Extracted text ::
<<<<

The way we communicate has changed significantly over the past few decades. As someone born in the 70s, I grew up with the options of face-to-face, telephone (attached to the wall) or the written word. Period.
Now, many kids never learn cursive writing and most homes don’t have a landline telephone at all. A lot of communication, even face-to-face, is virtual.
As a therapist who practices relationship counseling, I find that the explosion of communication devices may have its advantages, but the misuse, or overuse, of those devices can be very destructive for couples.
Unfortunately, with the popularity of online dating sites, many couples ‘meet’ each other through text messages on their Smartphones, and texting becomes their default means of communication.

>>>>

Task requirements ::
• a. In the text on changing communication, what becomes the default way of communicating for many couples who meet through online dating sites?
• b. Write out the text on changing communication from "Now, many kids" up to and including "destructive for couples.".

Source information ::
<<<<

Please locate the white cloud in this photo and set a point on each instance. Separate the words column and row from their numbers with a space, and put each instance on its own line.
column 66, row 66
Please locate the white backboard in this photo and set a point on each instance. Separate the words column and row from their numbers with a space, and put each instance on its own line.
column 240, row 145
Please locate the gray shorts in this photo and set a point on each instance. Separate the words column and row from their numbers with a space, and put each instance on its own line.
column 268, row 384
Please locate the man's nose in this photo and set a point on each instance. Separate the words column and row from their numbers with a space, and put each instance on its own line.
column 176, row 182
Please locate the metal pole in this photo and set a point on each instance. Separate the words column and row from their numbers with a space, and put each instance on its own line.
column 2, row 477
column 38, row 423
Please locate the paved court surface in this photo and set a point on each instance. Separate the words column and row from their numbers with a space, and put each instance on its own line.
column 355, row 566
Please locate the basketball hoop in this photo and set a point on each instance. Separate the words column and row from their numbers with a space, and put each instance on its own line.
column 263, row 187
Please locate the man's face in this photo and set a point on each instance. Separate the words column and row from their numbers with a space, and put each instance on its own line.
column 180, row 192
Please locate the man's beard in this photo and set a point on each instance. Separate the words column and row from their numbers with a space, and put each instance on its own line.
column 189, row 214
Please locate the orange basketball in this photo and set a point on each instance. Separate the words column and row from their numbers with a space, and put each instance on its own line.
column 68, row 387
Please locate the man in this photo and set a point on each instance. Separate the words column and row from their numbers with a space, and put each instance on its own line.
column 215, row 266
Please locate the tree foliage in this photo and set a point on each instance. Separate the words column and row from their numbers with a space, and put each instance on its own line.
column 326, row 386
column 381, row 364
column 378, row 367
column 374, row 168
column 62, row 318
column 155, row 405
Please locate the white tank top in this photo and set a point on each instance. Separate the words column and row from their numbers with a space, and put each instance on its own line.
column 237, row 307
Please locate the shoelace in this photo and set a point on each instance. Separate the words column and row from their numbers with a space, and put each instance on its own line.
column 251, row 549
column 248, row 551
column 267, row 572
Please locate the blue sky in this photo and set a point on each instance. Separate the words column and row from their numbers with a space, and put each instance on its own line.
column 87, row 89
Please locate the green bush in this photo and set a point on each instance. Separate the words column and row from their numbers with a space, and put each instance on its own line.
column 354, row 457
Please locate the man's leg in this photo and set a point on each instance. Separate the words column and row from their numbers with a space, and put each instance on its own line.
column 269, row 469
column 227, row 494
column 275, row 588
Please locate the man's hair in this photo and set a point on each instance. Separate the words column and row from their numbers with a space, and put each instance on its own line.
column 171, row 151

>>>>

Results ::
• a. Texting becomes their default means of communication.

• b.
Now, many kids never learn cursive writing and most homes don’t have a landline telephone at all. A lot of communication, even face-to-face, is virtual.
As a therapist who practices relationship counseling, I find that the explosion of communication devices may have its advantages, but the misuse, or overuse, of those devices can be very destructive for couples.